(GOAL)
Which lines in the listing below contain the word "necklace"? Return each one in full.

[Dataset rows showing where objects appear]
--
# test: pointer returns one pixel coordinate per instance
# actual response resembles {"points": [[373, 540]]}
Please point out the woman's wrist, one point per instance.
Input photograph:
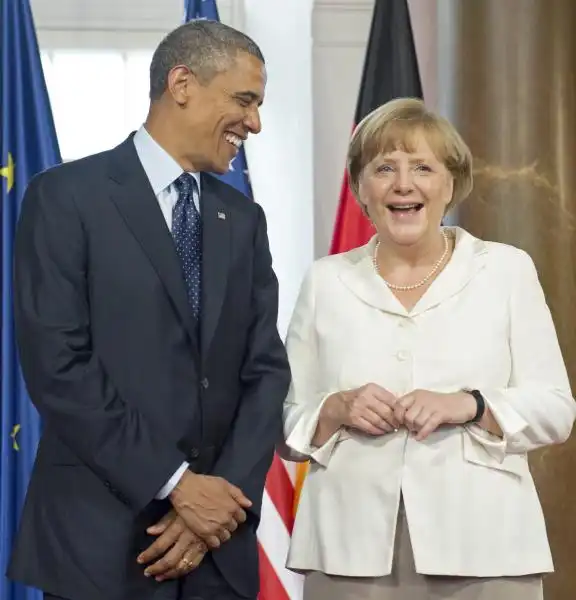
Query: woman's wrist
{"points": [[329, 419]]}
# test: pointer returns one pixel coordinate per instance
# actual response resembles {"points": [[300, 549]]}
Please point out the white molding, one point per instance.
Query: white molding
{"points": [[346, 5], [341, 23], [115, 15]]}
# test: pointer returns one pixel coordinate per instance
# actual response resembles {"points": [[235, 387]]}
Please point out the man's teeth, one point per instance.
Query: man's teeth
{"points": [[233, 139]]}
--
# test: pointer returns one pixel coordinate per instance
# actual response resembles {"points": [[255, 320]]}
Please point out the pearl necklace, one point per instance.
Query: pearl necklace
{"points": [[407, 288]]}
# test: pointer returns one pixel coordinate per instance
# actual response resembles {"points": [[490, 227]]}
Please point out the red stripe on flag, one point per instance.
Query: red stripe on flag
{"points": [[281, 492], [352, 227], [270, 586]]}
--
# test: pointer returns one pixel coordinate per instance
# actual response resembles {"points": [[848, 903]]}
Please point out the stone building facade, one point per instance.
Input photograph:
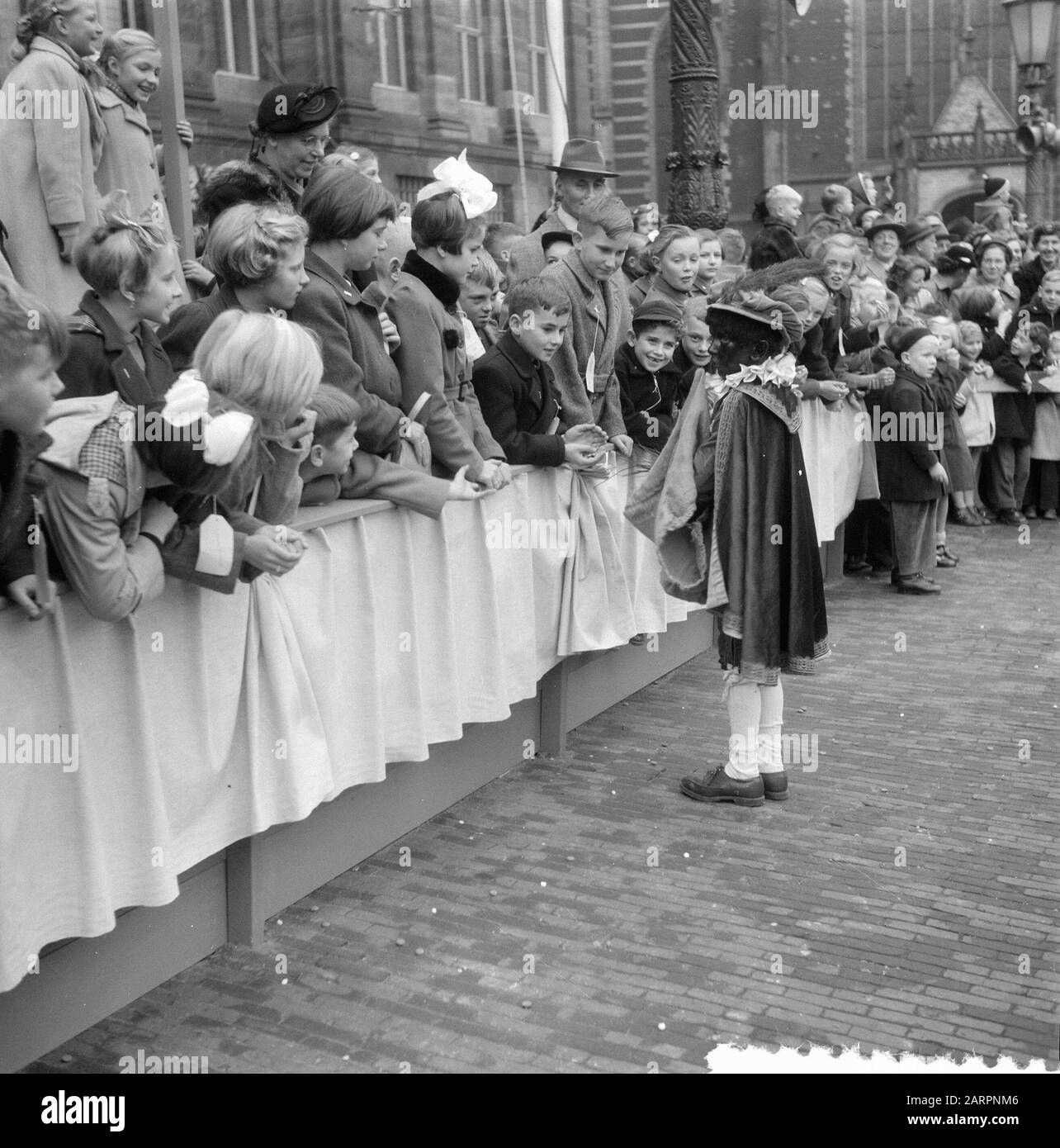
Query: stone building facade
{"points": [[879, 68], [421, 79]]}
--
(OUTPUT OF THE TASK)
Please point out the pearl necklace, one point per instance.
Query: pearl necklace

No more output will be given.